_GIVEN EXERCISE_:
Write out all entries word for word.

(Region annotation entries)

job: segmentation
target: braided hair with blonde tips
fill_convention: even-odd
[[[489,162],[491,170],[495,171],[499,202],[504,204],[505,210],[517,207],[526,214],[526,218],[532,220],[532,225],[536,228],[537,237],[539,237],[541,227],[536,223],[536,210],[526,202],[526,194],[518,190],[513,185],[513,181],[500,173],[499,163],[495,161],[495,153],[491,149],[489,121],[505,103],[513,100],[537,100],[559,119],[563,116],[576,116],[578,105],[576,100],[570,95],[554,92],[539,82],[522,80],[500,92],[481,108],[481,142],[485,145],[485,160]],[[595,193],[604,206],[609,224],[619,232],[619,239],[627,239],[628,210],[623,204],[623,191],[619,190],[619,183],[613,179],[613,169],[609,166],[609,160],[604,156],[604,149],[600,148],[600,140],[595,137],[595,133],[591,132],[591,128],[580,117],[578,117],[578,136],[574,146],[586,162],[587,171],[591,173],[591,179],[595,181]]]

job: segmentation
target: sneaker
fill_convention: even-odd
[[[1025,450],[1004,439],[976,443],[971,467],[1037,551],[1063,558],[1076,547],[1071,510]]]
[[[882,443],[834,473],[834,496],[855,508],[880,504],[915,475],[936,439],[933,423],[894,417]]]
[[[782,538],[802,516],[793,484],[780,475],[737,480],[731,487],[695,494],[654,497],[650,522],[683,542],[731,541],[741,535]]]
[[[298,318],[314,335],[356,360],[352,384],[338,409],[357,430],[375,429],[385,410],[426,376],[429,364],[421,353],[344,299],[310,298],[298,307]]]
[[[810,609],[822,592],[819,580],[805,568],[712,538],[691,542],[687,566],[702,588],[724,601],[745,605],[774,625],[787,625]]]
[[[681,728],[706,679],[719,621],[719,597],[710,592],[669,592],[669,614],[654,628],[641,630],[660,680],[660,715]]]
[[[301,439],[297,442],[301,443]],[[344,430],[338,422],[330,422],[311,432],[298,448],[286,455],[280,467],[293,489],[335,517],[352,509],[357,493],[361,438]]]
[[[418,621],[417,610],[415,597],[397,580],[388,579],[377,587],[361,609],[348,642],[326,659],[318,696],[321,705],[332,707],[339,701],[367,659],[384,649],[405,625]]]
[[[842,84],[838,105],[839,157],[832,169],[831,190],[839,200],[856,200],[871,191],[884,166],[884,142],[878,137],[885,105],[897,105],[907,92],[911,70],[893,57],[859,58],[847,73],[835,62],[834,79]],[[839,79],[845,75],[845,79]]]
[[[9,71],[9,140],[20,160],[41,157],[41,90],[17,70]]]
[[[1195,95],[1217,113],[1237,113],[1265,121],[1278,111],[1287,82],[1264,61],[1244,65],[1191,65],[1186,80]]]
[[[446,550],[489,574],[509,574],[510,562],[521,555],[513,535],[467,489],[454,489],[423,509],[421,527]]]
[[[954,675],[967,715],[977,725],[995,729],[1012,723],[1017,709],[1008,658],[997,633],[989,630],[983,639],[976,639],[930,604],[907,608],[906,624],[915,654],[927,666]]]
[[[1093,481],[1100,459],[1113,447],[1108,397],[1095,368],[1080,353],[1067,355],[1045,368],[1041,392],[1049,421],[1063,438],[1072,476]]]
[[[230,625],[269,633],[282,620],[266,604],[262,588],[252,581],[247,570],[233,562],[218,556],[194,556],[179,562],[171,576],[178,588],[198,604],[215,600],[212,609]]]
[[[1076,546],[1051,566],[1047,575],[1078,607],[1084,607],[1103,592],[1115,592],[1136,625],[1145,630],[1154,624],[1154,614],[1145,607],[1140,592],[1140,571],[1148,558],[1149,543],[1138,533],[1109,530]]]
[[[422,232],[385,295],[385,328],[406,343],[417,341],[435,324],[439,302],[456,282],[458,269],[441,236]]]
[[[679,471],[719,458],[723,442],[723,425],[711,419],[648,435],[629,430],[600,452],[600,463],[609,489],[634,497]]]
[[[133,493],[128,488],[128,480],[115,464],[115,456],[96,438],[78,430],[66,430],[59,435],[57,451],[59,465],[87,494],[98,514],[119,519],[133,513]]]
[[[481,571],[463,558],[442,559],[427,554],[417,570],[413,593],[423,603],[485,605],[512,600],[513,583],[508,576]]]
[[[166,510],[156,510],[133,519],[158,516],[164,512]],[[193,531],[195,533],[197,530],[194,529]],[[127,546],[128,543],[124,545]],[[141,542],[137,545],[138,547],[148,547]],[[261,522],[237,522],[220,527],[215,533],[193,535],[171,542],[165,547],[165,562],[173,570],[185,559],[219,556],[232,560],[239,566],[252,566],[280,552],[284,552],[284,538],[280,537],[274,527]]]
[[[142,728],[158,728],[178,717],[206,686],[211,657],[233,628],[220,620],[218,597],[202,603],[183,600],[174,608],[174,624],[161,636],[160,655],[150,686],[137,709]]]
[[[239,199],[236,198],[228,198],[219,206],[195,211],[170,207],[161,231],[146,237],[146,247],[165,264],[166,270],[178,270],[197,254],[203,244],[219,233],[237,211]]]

_FINISHED TASK_:
job: segmentation
target: braided hair with blonde tips
fill_convention: even-odd
[[[489,162],[491,170],[495,171],[499,202],[504,204],[505,210],[517,207],[526,214],[526,218],[532,220],[532,225],[536,228],[537,237],[539,237],[541,227],[536,223],[536,210],[526,202],[526,194],[518,190],[513,185],[513,181],[500,173],[499,163],[495,161],[495,153],[491,149],[489,121],[505,103],[513,100],[537,100],[559,119],[563,116],[576,116],[578,105],[576,100],[570,95],[554,92],[539,82],[522,80],[500,92],[481,108],[481,142],[485,145],[485,160]],[[595,193],[604,206],[609,224],[619,232],[619,239],[627,239],[628,210],[623,204],[623,191],[619,190],[619,183],[613,179],[613,169],[609,166],[609,160],[604,156],[604,149],[600,148],[600,140],[595,137],[595,133],[591,132],[591,128],[580,117],[578,117],[578,136],[574,146],[586,162],[587,171],[591,173],[591,179],[595,181]]]

job: segmentation
target: sneaker
fill_convention: even-odd
[[[1025,450],[1004,439],[976,443],[971,467],[1037,551],[1063,558],[1076,547],[1071,510]]]
[[[882,443],[834,473],[834,496],[855,508],[880,504],[915,475],[936,439],[933,423],[894,417]]]
[[[782,538],[802,516],[793,484],[780,475],[737,480],[731,487],[695,494],[654,497],[650,522],[683,542],[731,541],[741,535]]]
[[[298,318],[314,335],[356,360],[352,384],[338,409],[357,430],[375,429],[385,410],[426,376],[429,364],[421,353],[344,299],[310,298],[298,307]]]
[[[810,609],[822,592],[819,580],[805,568],[712,538],[691,542],[687,566],[702,588],[724,601],[745,605],[774,625],[787,625]]]
[[[681,728],[706,679],[719,621],[719,597],[710,592],[669,592],[669,614],[654,628],[641,630],[660,680],[660,715]]]
[[[301,439],[297,442],[301,443]],[[344,430],[338,422],[330,422],[311,432],[298,448],[286,455],[280,467],[293,489],[335,517],[352,509],[357,493],[361,438]]]
[[[418,621],[417,610],[415,597],[397,580],[388,579],[377,587],[361,609],[348,642],[326,659],[318,696],[321,705],[332,707],[339,701],[367,659],[384,649],[405,625]]]
[[[842,84],[838,105],[839,157],[832,169],[831,190],[839,200],[856,200],[871,191],[884,166],[884,142],[878,137],[885,105],[897,105],[907,92],[911,70],[893,57],[859,58],[847,73],[835,62],[834,79]],[[839,79],[845,75],[845,79]]]
[[[9,71],[9,140],[20,160],[41,157],[41,90],[17,70]]]
[[[1195,95],[1217,113],[1237,113],[1265,121],[1278,111],[1287,82],[1264,61],[1244,65],[1191,65],[1186,80]]]
[[[446,550],[489,574],[509,574],[510,562],[521,555],[513,535],[467,489],[454,489],[423,509],[421,527]]]
[[[954,675],[967,715],[977,725],[995,729],[1012,723],[1017,709],[1008,658],[997,633],[989,630],[983,639],[976,639],[930,604],[907,608],[906,624],[915,654],[927,666]]]
[[[1093,481],[1100,459],[1113,447],[1108,397],[1095,368],[1080,353],[1067,355],[1045,368],[1041,392],[1049,421],[1063,438],[1072,476]]]
[[[230,625],[269,633],[282,620],[266,604],[262,588],[252,581],[247,570],[233,562],[218,556],[194,556],[179,562],[171,576],[178,588],[198,604],[215,600],[212,609]]]
[[[1076,546],[1051,566],[1047,575],[1078,607],[1084,607],[1103,592],[1115,592],[1136,625],[1145,630],[1154,624],[1154,614],[1145,607],[1140,592],[1140,571],[1148,558],[1149,543],[1138,533],[1109,530]]]
[[[422,232],[385,295],[385,328],[406,343],[417,341],[435,324],[439,302],[456,282],[458,269],[441,236]]]
[[[679,471],[719,458],[723,442],[723,425],[711,419],[648,435],[629,430],[600,452],[600,463],[609,489],[634,497]]]
[[[133,493],[128,488],[128,480],[115,464],[115,456],[96,438],[78,430],[66,430],[59,435],[57,451],[59,465],[87,494],[98,514],[119,519],[133,513]]]
[[[481,571],[463,558],[442,559],[427,554],[417,570],[413,593],[423,603],[485,605],[512,600],[513,583],[508,576]]]
[[[166,510],[156,510],[133,519],[158,516],[164,512]],[[193,531],[195,533],[197,530],[194,529]],[[127,546],[128,543],[124,545]],[[141,542],[137,545],[138,547],[148,547]],[[261,522],[237,522],[220,527],[215,533],[193,535],[171,542],[165,547],[165,562],[173,570],[185,559],[219,556],[232,560],[239,566],[252,566],[280,552],[284,552],[284,538],[280,537],[274,527]]]
[[[142,728],[158,728],[178,717],[206,686],[211,657],[233,628],[220,620],[218,597],[202,603],[183,600],[174,608],[174,624],[161,636],[160,655],[150,686],[137,709]]]
[[[239,199],[236,198],[228,198],[219,206],[195,211],[170,207],[161,231],[146,237],[146,247],[165,264],[166,270],[178,270],[197,254],[203,244],[219,233],[237,211]]]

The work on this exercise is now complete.